• _Reading passage_
* * * * * * *

Adulthood, video games, and TTRPGs

October 13, 2014 at 10:00 am
filed under Roleplaying

I was afraid this piece called Expectations and Entitlement Among Millenial Roleplayers was going to be, frankly, a shitshow. But it was actually quite reasonable! However, I still have some problems with it.

Full disclosure: I have no idea whether I’m a millenial or not. It depends on whether you put the cutoff at the early ’80s or later. Some people say early ’80s is the cutoff for Gen X. I’ve always felt someplace in between. Let’s say I probably skew milennial.

Let’s set aside the question of stereotypes, though. It’s too easy to rant and it’s not productive.

I should also stipulate that I’m operating under a time limit. My hands, you see, are unforgiving these days.

There’s a nice list of bullet points in the author’s piece:

I think these points describe a real phenomenon. I disagree why they’ve arisen. In a word: it’s because of video games.

More specifically:

I’ll tackle them in reverse.

video games

MMOs and roguelikes are two popular kinds of video games, the former for a decade or so and the latter in the last few years, and they violate a lot of the precepts above. Roguelikes do it as an intentional choice.

They’re only two kinds of video games, though.

* * * * * * *

Records of pointing to named objects

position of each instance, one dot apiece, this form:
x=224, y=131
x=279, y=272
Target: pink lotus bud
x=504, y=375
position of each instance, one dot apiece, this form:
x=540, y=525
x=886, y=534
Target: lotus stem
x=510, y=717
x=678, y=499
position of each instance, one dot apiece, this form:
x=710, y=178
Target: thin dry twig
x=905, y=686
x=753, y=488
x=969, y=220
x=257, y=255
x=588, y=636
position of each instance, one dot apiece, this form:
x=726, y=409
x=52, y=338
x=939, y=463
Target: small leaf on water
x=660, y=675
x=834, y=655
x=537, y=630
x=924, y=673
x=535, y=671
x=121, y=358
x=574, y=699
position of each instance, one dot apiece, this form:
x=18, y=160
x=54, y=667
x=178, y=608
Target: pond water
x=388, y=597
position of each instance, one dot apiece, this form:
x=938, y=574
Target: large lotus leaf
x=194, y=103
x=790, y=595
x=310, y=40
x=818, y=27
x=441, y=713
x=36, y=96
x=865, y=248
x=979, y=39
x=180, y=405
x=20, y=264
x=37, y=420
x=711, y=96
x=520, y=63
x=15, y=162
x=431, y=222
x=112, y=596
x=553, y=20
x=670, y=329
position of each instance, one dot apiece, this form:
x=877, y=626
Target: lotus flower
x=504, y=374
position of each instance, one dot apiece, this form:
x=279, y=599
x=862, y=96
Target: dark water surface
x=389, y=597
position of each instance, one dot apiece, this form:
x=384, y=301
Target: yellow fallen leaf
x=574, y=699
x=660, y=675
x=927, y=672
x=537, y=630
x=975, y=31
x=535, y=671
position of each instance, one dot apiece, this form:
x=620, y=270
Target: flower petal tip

* * * * * * *

• _What you are asked to do_
Name every subject listed in the title of the blog post.

• _Response for this exercise_
Adulthood, video games, TTRPGs